§ **Text extract**
=-=-=
But everyone who has worked in business sees it as less simple than that. The marketing and operations directors are people.

Signal and noise

Drawing conclusions from data might be an uncontroversial matter were it not for the most common feature of data, fluctuation. Call it variation if you prefer. Business measures do not stand still. Every month, week, day and hour is different. All data features noise. Sometimes is goes up, sometimes down. A whole ecology of occult causes, weakly characterised, unknown and as yet unsuspected, interact to cause irregular variation. They are what cause a coin variously to fall “heads” or “tails”. That variation may often be stable enough, or if you like “exchangeable“, so as to allow statistical predictions to be made, as in the case of the coin toss.

If all data features noise then some data features signals. A signal is a sign, an indicator that some palpable cause has made the data stand out from the background noise. It is that assignable cause which enables inferences to be drawn about what interventions in the business process have had a tangible effect and what future innovations might cement any gains or lead to bigger prospective wins. Signal and noise lead to wholly different business strategies.

The relevance for business is that people, where not exposed to rigorous decision support, are really bad at telling the difference between signal and noise. Nobel laureate economist and psychologist Daniel Kahneman has amassed a lifetime of experimental and anecdotal data capturing noise misinterpreted as signal and judgments in the face of compelling data, distorted by emotional and contextual distractions.
=-=-=
§ **Challenges**
1. Answer these questions from the signal and noise text:
(a) What does the text call the most common feature of data?
(b) How does the text define a signal?
(c) Which economist and psychologist does the text name?
2. Reproduce word for word the part of the signal and noise text that opens with the words "Drawing conclusions from" and closes with "the coin toss.".
Rely only on the signal and noise text when answering.

(Some records)
=-=-=
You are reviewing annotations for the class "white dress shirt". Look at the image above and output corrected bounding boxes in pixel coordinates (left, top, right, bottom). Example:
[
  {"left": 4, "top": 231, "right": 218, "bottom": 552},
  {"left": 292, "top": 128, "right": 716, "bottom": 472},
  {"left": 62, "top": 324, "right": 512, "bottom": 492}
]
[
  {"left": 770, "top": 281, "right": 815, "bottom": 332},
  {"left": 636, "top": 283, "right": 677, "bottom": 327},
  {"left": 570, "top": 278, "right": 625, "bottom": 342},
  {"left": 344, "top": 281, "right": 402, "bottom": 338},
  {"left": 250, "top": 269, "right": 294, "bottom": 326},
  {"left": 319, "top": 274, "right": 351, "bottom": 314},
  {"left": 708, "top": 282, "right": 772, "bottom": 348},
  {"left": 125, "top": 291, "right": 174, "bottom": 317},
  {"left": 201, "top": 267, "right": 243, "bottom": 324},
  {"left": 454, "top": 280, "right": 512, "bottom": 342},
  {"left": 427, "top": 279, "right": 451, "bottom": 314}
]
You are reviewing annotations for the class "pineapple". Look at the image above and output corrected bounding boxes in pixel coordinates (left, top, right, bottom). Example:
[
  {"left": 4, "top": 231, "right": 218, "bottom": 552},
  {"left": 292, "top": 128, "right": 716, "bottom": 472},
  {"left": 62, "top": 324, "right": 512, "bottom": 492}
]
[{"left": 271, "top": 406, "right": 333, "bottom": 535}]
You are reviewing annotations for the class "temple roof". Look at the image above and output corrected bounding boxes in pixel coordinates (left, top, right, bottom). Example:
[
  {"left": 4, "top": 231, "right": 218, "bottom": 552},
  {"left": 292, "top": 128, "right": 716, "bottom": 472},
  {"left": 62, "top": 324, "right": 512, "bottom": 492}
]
=-=-=
§ **Task responses**
1.
(a) Fluctuation.
(b) A signal is a sign, an indicator that some palpable cause has made the data stand out from the background noise.
(c) Daniel Kahneman.

2.
Drawing conclusions from data might be an uncontroversial matter were it not for the most common feature of data, fluctuation. Call it variation if you prefer. Business measures do not stand still. Every month, week, day and hour is different. All data features noise. Sometimes is goes up, sometimes down. A whole ecology of occult causes, weakly characterised, unknown and as yet unsuspected, interact to cause irregular variation. They are what cause a coin variously to fall “heads” or “tails”. That variation may often be stable enough, or if you like “exchangeable“, so as to allow statistical predictions to be made, as in the case of the coin toss.